■ **Exercise**
Find the string "building" in the records. Copy every line it appears in.
Start of Records to use
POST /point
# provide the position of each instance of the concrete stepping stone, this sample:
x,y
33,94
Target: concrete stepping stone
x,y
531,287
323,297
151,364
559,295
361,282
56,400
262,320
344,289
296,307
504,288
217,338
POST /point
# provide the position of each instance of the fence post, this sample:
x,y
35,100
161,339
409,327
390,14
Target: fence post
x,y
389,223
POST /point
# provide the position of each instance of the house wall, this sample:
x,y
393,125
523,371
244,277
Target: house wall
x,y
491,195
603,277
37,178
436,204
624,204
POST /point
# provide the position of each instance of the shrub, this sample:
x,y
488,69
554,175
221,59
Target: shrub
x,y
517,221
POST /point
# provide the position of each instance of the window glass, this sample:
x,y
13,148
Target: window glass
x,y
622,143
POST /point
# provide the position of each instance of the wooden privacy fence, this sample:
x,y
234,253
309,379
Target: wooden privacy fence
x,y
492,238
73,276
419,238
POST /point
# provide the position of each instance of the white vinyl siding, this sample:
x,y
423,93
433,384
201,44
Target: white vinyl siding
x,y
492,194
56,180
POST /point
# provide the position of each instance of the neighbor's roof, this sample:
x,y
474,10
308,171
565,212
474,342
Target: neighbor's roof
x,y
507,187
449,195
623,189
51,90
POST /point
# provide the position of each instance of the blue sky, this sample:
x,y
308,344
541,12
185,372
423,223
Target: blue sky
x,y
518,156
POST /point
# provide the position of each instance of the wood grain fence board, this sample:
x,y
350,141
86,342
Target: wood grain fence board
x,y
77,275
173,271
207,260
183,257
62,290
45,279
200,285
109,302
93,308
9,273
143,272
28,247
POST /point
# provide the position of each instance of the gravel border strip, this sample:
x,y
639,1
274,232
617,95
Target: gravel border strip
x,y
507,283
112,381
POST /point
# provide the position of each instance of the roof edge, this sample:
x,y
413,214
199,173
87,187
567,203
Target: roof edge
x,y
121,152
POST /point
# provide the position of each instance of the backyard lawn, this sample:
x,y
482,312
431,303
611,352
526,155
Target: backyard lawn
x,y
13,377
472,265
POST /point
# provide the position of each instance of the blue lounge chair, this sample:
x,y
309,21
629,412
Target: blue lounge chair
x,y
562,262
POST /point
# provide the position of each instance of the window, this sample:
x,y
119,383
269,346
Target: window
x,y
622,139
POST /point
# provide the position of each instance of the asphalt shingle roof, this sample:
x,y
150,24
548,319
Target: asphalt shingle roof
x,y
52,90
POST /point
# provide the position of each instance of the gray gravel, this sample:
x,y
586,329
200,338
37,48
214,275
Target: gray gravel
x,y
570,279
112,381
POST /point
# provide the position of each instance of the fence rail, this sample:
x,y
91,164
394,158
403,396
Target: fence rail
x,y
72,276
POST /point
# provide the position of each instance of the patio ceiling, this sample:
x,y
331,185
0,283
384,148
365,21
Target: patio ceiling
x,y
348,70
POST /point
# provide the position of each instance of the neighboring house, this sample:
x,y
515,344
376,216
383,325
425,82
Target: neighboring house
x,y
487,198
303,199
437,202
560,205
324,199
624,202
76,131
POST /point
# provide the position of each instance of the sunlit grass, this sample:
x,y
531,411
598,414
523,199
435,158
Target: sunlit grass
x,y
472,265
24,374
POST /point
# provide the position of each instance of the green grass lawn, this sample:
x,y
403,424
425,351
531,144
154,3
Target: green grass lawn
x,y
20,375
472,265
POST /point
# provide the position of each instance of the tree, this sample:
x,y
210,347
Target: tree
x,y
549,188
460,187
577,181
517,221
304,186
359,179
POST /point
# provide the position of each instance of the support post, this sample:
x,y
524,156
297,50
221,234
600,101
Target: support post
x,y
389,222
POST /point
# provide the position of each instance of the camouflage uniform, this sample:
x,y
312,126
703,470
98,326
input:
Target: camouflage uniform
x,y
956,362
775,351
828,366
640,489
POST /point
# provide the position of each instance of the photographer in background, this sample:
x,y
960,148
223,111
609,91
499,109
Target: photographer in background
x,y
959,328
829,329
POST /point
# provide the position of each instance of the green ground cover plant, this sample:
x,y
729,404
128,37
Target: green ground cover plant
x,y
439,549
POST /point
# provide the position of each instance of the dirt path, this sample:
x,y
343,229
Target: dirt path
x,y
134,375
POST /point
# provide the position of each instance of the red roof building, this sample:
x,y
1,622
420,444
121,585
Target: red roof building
End of Records to use
■ **Result**
# provide the position of each instance of the red roof building, this sample:
Target: red roof building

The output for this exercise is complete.